## [Required work]
1) Write out the part of the Dr. Kildare passage that starts at "Each radio episode" and ends after "episodes were produced.", word for word.
2) In the Dr. Kildare passage, who played nurse Mary Lamont in the radio series?

Dr Kildare - Radio Series

Lionel Barrymore and Lew Ayres
Dr. James Kildare is a fictional American medical doctor character, originally created in the 1930s by the author Frederick Schiller Faust under the pen name Max Brand. Shortly after the character's first appearance in a magazine story, Paramount Pictures used the story and character as the basis for the 1937 film Internes Can't Take Money. Metro-Goldwyn-Mayer (MGM) subsequently acquired the rights and featured Kildare as the primary character in a series of American theatrical films in the late 1930s and early 1940s, several of which were co-written by Faust (as Max Brand), who also continued to write magazine stories and novels about the character until the early 1940s. The Kildare character was later featured in an early 1950s radio series, a 1960s television series, a comic book and comic strip based on the 1960s TV show, and a short-lived second 1970s television series. The Kildare character first appeared on radio on October 13, 1938, when Lionel Barrymore and Lew Ayres performed a scene from their soon-to-be-released film, Young Dr. Kildare, on MGM's Good News of 1939 radio program.

In 1942, during the making of the tenth film in the MGM series, originally titled Born to Be Bad, Ayres was drafted to serve in WWII and declared himself a conscientious objector. The resulting negative publicity caused MGM to cut Ayres from the film, eliminate the character of Kildare, and change the film's focus to Barrymore's character Gillespie, eventually releasing the revamped film as Calling Dr. Gillespie (1942).
In the summer of 1949, MGM reunited Lew Ayres and Lionel Barrymore to record the radio series, The Story of Dr. Kildare, which used the concept and characters of the earlier Young Dr. Kildare story and did not include any of the young doctors who had replaced Kildare in the later films featuring Dr. Gillespie. By this time, Ayres (his leading role in the original version of All Quiet on the Western Front (1930) that made him a star, secured him a contract with Universal—and made him a conscientious objector to World War II) had returned to public favor after serving in WWII as a medical corpsman. Episodes were scripted by James Moser, Jean Holloway, Les Crutchfield, E. Jack Newman, John Michael Hayes, Joel Murcott, and others. The supporting cast included Ted Osborne as hospital administrator Dr. Carew, Eleanor Audley as receptionist Molly Byrd, Jane Webb as nurse Mary Lamont, and Virginia Gregg as nurse Evangeline Parker, labeled "Nosy Parker" by Gillespie. In addition, many prominent West Coast radio actors made recurring appearances, including Raymond Burr, William Conrad, Stacy Harris, Lurene Tuttle, Barton Yarborough, and Jack Webb.
Each radio episode was developed as a stand-alone program rather than a serial. Episodes typically focused on Dr. Kildare dealing with a particular medical issue while jousting with eccentric patients and/or hospital administrators. The medical information presented was up to date for its time, and sometimes taken from real life; for example, an episode in which Dr. Kildare is forced to perform an emergency appendectomy on himself was based on a news story. At least 60 half-hour episodes were produced.

## [Data segment]

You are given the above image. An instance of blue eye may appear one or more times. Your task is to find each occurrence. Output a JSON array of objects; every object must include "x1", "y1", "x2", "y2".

## [Your written answers]
1)
Each radio episode was developed as a stand-alone program rather than a serial. Episodes typically focused on Dr. Kildare dealing with a particular medical issue while jousting with eccentric patients and/or hospital administrators. The medical information presented was up to date for its time, and sometimes taken from real life; for example, an episode in which Dr. Kildare is forced to perform an emergency appendectomy on himself was based on a news story. At least 60 half-hour episodes were produced.

2) Jane Webb